[Saved data entries]
........

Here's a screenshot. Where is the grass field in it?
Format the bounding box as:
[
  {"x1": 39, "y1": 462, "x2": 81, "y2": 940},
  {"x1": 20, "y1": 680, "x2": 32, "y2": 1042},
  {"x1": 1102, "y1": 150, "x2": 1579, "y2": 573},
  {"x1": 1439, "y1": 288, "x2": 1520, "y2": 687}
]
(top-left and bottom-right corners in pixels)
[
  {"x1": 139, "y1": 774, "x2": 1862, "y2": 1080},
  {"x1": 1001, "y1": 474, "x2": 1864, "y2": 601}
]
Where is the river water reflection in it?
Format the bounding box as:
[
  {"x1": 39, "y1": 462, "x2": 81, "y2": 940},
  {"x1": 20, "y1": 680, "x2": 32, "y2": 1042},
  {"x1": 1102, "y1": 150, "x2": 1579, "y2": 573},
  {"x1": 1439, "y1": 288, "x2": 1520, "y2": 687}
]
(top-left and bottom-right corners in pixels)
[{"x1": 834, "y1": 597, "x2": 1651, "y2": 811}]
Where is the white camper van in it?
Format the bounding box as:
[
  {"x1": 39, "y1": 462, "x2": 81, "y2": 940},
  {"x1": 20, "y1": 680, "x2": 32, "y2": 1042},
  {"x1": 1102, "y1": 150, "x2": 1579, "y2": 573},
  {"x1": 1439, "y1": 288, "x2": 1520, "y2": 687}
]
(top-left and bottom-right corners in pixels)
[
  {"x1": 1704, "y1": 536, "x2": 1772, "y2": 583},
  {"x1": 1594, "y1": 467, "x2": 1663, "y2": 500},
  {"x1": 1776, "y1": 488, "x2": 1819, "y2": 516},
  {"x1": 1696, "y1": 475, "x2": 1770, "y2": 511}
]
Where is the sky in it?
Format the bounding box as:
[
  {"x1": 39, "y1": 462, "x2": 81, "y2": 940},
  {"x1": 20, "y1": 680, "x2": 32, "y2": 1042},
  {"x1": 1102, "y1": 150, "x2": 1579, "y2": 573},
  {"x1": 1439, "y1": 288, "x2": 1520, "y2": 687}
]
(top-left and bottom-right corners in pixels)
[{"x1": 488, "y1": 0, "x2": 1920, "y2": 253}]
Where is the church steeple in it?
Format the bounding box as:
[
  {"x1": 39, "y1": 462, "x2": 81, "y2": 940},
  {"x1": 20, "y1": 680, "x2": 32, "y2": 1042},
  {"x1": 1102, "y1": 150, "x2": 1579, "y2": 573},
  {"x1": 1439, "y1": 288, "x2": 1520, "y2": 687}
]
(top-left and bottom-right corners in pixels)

........

» TASK BRIEF: All records are to be restated exactly, from the first line to the last line.

» RESPONSE BELOW:
Here's a screenshot. Where is the grass field in it?
Format the bounding box as:
[
  {"x1": 39, "y1": 462, "x2": 81, "y2": 940},
  {"x1": 20, "y1": 680, "x2": 32, "y2": 1042},
  {"x1": 1102, "y1": 150, "x2": 1579, "y2": 573},
  {"x1": 1439, "y1": 288, "x2": 1520, "y2": 687}
]
(top-left and bottom-right corners in pixels)
[
  {"x1": 139, "y1": 774, "x2": 1862, "y2": 1080},
  {"x1": 1001, "y1": 474, "x2": 1864, "y2": 601}
]
Where is the river water reflection in it?
Format the bounding box as:
[
  {"x1": 39, "y1": 462, "x2": 81, "y2": 940},
  {"x1": 20, "y1": 680, "x2": 32, "y2": 1042},
  {"x1": 1102, "y1": 150, "x2": 1579, "y2": 573},
  {"x1": 1439, "y1": 288, "x2": 1520, "y2": 687}
]
(top-left and bottom-right corners in pixels)
[{"x1": 834, "y1": 597, "x2": 1651, "y2": 811}]
Where is the white camper van in it?
Format the bounding box as:
[
  {"x1": 39, "y1": 462, "x2": 81, "y2": 940},
  {"x1": 20, "y1": 680, "x2": 32, "y2": 1042},
  {"x1": 1102, "y1": 150, "x2": 1579, "y2": 573},
  {"x1": 1439, "y1": 288, "x2": 1520, "y2": 687}
]
(top-left and bottom-right corners in pixels)
[
  {"x1": 1704, "y1": 536, "x2": 1772, "y2": 583},
  {"x1": 1594, "y1": 467, "x2": 1663, "y2": 500},
  {"x1": 1776, "y1": 488, "x2": 1819, "y2": 516},
  {"x1": 1696, "y1": 475, "x2": 1770, "y2": 511}
]
Where is the sky in it?
Format the bounding box as:
[
  {"x1": 39, "y1": 462, "x2": 81, "y2": 940},
  {"x1": 20, "y1": 680, "x2": 32, "y2": 1042},
  {"x1": 1102, "y1": 150, "x2": 1579, "y2": 573},
  {"x1": 1439, "y1": 288, "x2": 1520, "y2": 687}
]
(top-left and bottom-right corners in pixels)
[{"x1": 488, "y1": 0, "x2": 1920, "y2": 253}]
Where is the church steeple in it?
Format the bounding box as:
[
  {"x1": 39, "y1": 462, "x2": 81, "y2": 940},
  {"x1": 20, "y1": 680, "x2": 32, "y2": 1042},
  {"x1": 1102, "y1": 150, "x2": 1579, "y2": 573},
  {"x1": 1439, "y1": 288, "x2": 1520, "y2": 687}
]
(top-left and bottom-right corners in pixels)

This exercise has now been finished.